== Task A ==
Translate this sentence from the article on racially progressive companies into Spanish: "Sooner or later, there would be a backlash against diversity, equity and inclusion efforts."
== Task B ==
From the article on racially progressive companies, pull out everything from "It’s the first" down to "performative or genuine.", word for word.

So Who Are The Most Racially Progressive Companies?

Rebecca Stevens A.
Mar 22 · 4 min read

We’ll soon get to see which companies are serious about diversity and inclusion and which are not

Photo by Element5 Digital on Unsplash

Fortune magazine announced last October that in 2021, it would publish a list of the most racially progressive companies in America. With its partner, Refinitiv, Fortune aims to make corporate diversity disclosure the new standard of doing business. To that, I say: Hallelujah, finally.

It’s the first time ever that a publication will shed light on this often hidden but vital piece of information, about the racial composition of corporations, and I for one, am excited to finally see if corporate commitments around Black Lives Matter and diversity and inclusion are performative or genuine.

Fortune’s CEO Alan Murray said, “What gets measured gets managed. Until companies commit to measuring and disclosing their diversity data, it will be hard to make progress.

David Craig, Refinitiv’s CEO said, “I believe the corporate world overwhelmingly wants to see change and understands how vital diversity is in building successful and sustainable companies. However, efforts to tackle minority under-representation in the workplace will fall flat unless companies first have an accurate picture of their racial composition. … We are encouraging companies to share minority-related measures of their workforce with the world — just as they already do with gender.”

Like many corporate commitments made in the wake of George Floyd’s murder, through what will be known as the Measure Up initiative, Fortune and Refinitiv are doing their part to politely nudge corporations into doing the right thing. I imagine that with this deadline looming on the horizon, corporations are going to rush to hire black and brown people for the optics, but in my opinion, this would in fact render a disservice to these communities.

Yes, of course, I want to have more diverse and inclusive companies — that is why I am an antiracism advocate and educator. But, going out and blindly hiring on the basis of skin color could have devastating consequences. I have worked in companies where colleagues have overtly hinted that the only reason I got a particular job was because I am a black woman.

I was qualified for the task at hand and they soon figured that out, but what if I had been hired simply because I was black and I ended up not being able to do the job? That would have created a lot of cynicism, tension, and animosity — simply put, an unwelcoming and untenable working environment. That would in turn lead to negative stereotypes about the professional abilities of black and brown people.

Sooner or later, there would be a backlash against diversity, equity and inclusion efforts. So, companies should choose talent and even go so far as to creating and nurturing talent pipelines where they don’t exist. They can do so by funding educational and training programs at colleges and universities.

Visibility on diversity in corporations will also require that companies put more effort into retaining their black and brown talent. One of the main reasons that this talent leaves an organization is due to racism that manifests itself through systematic racial microaggressions and macro aggressions.

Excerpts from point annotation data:
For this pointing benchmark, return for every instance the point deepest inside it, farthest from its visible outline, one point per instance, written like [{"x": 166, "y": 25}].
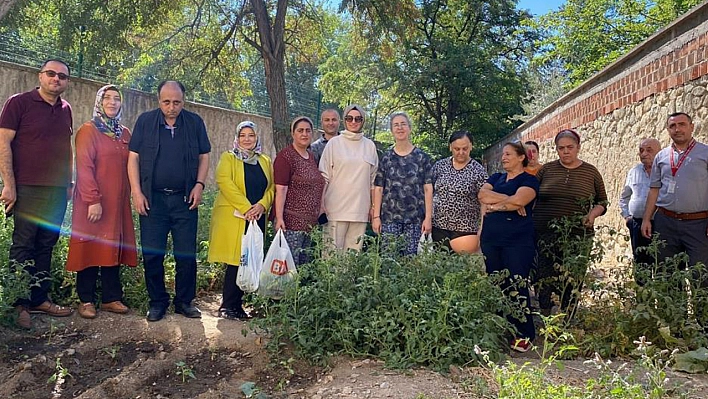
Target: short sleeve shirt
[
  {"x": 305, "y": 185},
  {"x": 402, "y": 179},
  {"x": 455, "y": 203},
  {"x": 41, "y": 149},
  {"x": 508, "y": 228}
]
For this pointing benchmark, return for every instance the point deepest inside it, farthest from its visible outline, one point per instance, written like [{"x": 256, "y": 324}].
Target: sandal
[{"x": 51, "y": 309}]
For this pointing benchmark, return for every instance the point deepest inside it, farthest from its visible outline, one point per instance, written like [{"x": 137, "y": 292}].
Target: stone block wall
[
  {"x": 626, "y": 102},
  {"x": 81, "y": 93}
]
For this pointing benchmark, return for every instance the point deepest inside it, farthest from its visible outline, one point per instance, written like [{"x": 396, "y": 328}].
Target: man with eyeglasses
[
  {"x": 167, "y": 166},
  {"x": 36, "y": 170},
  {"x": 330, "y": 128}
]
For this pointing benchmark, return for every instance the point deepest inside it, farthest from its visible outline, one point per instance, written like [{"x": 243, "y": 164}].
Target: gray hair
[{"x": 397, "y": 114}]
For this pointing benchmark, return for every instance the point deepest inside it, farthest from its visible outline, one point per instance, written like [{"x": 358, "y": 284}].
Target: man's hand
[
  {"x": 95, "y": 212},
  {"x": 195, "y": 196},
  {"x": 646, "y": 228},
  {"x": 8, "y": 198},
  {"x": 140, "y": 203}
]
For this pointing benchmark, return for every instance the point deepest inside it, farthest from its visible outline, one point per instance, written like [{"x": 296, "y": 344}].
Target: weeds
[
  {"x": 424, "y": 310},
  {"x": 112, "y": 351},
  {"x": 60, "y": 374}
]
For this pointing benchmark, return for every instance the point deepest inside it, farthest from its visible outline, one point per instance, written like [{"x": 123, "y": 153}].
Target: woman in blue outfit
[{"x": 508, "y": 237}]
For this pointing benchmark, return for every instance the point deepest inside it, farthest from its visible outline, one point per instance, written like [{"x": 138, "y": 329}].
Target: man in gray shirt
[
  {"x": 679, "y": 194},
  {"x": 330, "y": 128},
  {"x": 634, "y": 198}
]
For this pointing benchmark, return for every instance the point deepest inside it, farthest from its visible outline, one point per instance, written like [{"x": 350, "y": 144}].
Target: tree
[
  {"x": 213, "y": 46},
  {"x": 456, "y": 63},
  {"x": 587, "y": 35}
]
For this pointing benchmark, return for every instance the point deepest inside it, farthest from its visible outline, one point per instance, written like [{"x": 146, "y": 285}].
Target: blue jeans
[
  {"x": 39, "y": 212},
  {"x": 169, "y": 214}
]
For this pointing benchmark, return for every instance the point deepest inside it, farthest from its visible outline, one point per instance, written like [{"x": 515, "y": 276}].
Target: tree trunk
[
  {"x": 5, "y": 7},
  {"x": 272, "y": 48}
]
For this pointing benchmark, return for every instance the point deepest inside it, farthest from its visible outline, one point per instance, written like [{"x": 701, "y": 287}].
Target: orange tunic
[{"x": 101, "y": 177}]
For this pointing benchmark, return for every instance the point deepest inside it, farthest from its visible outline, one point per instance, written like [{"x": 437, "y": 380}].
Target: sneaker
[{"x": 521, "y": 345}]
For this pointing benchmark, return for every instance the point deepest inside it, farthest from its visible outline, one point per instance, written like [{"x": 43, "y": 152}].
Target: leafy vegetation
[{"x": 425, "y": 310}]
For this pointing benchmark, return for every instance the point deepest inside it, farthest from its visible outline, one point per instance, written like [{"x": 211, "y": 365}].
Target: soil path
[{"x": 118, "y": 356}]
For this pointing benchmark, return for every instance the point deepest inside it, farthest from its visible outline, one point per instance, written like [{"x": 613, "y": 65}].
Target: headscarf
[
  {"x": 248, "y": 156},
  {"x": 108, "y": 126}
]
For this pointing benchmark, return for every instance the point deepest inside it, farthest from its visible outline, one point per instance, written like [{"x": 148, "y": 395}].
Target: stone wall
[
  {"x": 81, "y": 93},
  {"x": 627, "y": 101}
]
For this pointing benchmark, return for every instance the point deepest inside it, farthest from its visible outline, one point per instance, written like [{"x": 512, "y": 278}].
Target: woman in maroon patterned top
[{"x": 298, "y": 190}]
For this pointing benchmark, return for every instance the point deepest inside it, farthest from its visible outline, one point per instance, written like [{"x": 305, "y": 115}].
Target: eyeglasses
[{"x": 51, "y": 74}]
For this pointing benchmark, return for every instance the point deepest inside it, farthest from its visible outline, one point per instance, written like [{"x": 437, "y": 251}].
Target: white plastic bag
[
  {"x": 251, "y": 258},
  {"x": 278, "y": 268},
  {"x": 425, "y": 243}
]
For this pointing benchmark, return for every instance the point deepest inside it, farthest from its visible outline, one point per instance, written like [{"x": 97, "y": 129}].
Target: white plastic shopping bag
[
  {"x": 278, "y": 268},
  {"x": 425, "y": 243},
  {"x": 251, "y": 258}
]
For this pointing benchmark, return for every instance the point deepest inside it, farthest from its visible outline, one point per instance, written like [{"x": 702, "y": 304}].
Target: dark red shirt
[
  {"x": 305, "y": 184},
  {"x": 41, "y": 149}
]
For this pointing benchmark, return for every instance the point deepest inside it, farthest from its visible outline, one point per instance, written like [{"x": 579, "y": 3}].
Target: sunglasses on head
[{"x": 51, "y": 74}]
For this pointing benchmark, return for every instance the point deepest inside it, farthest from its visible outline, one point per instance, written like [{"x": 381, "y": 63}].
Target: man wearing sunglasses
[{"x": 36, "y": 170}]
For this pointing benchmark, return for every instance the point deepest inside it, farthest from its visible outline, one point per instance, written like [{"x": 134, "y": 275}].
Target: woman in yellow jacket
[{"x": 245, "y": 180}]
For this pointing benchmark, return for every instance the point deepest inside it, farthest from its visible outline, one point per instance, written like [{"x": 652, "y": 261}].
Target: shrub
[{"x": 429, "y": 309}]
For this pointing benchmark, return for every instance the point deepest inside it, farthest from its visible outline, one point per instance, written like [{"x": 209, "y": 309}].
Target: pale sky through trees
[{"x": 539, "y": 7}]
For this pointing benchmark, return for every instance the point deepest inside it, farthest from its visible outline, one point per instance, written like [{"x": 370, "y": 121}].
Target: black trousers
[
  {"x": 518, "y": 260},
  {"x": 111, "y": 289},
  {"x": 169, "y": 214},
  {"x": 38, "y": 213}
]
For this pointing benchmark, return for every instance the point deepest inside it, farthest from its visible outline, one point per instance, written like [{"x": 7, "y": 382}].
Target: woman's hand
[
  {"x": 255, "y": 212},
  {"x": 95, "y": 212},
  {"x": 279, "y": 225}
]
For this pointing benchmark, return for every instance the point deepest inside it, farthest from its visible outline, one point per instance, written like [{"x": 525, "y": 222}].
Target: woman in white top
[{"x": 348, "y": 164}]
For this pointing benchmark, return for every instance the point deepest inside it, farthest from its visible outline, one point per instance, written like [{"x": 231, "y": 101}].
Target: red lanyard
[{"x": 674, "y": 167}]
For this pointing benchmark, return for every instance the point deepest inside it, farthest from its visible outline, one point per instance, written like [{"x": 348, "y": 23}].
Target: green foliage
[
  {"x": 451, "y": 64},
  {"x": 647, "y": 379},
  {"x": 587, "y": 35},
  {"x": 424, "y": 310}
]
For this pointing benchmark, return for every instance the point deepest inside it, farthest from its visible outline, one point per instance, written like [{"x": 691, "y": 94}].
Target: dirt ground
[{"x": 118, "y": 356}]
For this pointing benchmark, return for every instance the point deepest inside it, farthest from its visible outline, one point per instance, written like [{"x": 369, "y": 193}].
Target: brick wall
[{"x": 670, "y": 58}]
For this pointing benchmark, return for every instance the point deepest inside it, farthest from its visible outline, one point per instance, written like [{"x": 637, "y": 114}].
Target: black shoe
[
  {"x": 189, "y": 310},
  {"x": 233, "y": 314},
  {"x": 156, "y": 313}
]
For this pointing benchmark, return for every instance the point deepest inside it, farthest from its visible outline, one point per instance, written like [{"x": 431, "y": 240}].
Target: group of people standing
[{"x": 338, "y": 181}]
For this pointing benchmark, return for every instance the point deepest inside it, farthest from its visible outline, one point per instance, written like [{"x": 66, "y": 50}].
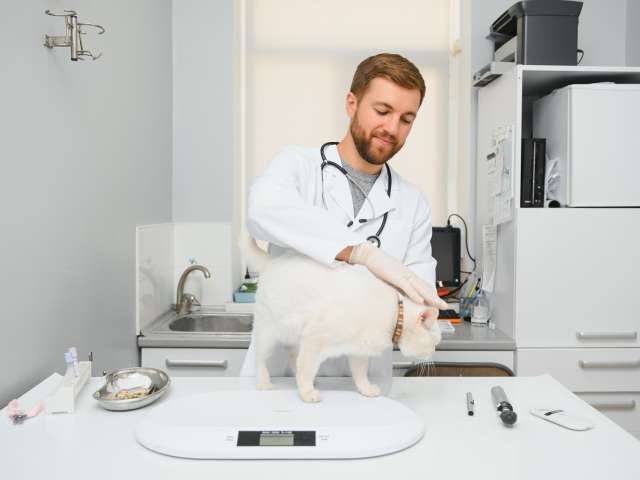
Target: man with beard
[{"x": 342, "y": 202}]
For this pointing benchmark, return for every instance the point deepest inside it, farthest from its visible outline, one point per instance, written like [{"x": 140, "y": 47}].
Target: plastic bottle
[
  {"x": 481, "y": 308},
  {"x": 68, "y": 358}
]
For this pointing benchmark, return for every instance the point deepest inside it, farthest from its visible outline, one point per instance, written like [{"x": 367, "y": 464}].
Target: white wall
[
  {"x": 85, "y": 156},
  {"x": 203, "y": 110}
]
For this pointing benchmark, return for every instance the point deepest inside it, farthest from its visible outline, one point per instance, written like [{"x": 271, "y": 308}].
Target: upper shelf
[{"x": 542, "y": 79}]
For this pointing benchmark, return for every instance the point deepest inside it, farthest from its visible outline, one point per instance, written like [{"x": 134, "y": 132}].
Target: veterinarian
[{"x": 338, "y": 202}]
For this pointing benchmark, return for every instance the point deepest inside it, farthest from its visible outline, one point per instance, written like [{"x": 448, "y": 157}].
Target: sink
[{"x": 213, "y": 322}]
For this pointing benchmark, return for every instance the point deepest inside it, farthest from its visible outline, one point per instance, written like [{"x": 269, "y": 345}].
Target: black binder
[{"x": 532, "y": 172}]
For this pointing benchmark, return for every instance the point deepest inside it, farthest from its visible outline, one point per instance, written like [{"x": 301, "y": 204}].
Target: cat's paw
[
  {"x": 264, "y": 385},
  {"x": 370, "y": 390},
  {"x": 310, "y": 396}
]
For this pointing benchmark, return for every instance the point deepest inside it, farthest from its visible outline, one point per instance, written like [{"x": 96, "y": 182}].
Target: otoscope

== Exercise solution A ==
Tarde o temprano, habría una reacción en contra de los esfuerzos de diversidad, equidad e inclusión.

== Exercise solution B ==
It’s the first time ever that a publication will shed light on this often hidden but vital piece of information, about the racial composition of corporations, and I for one, am excited to finally see if corporate commitments around Black Lives Matter and diversity and inclusion are performative or genuine.